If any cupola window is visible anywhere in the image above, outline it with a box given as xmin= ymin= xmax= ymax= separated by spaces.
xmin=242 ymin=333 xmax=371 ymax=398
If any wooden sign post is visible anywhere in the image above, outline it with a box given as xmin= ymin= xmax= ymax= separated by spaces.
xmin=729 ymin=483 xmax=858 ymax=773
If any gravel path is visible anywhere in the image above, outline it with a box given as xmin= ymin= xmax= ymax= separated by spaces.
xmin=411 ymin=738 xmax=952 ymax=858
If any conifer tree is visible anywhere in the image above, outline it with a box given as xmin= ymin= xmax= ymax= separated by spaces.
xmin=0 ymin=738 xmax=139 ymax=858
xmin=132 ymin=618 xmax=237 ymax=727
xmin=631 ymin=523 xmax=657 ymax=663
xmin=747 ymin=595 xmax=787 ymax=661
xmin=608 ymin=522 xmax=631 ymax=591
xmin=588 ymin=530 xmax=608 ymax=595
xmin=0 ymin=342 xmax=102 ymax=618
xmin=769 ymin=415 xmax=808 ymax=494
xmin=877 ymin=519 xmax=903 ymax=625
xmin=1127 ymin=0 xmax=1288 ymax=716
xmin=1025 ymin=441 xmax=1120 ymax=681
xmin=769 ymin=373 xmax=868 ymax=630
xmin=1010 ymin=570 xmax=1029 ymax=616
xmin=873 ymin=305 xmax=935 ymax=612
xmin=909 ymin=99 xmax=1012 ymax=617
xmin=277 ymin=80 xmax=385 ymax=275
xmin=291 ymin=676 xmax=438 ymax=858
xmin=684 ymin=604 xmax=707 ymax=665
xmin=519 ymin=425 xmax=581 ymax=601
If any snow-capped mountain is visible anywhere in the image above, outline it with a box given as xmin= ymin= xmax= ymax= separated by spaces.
* * * * * * * * *
◆ **EXERCISE**
Reproduce all the records above, swapping every "outline" for "enclose" and leaving everything else unchanged.

◆ **PROBLEM SOLUTION**
If any cupola window is visible anywhere in the image above, enclose it with a box given as xmin= ymin= xmax= ymax= separated by spaces.
xmin=242 ymin=333 xmax=371 ymax=398
If any wooden sign post is visible anywhere in the image above, enclose it with a box given as xmin= ymin= xmax= ymax= separated by spaces.
xmin=729 ymin=483 xmax=858 ymax=773
If any gravel path is visible anywhere in the image above, enclose it with a box given as xmin= ymin= xmax= ymax= separated by spaces.
xmin=411 ymin=738 xmax=952 ymax=858
If any conifer tree is visible anywhere in the image above, enclose it with a box given as xmin= ymin= xmax= ymax= separated by spaces.
xmin=0 ymin=738 xmax=139 ymax=858
xmin=132 ymin=618 xmax=237 ymax=727
xmin=631 ymin=523 xmax=657 ymax=663
xmin=747 ymin=595 xmax=787 ymax=661
xmin=608 ymin=522 xmax=631 ymax=591
xmin=588 ymin=530 xmax=608 ymax=595
xmin=0 ymin=342 xmax=102 ymax=618
xmin=769 ymin=415 xmax=808 ymax=494
xmin=877 ymin=519 xmax=903 ymax=625
xmin=1127 ymin=0 xmax=1288 ymax=716
xmin=1025 ymin=441 xmax=1120 ymax=681
xmin=769 ymin=373 xmax=868 ymax=630
xmin=1010 ymin=570 xmax=1029 ymax=616
xmin=873 ymin=305 xmax=935 ymax=612
xmin=909 ymin=99 xmax=1012 ymax=617
xmin=277 ymin=80 xmax=385 ymax=275
xmin=291 ymin=676 xmax=438 ymax=858
xmin=684 ymin=604 xmax=707 ymax=665
xmin=519 ymin=425 xmax=581 ymax=601
If any snow-capped mountain is visible anywhere in the image above, enclose it with a box given as xmin= ymin= xmax= ymax= separated by spaces.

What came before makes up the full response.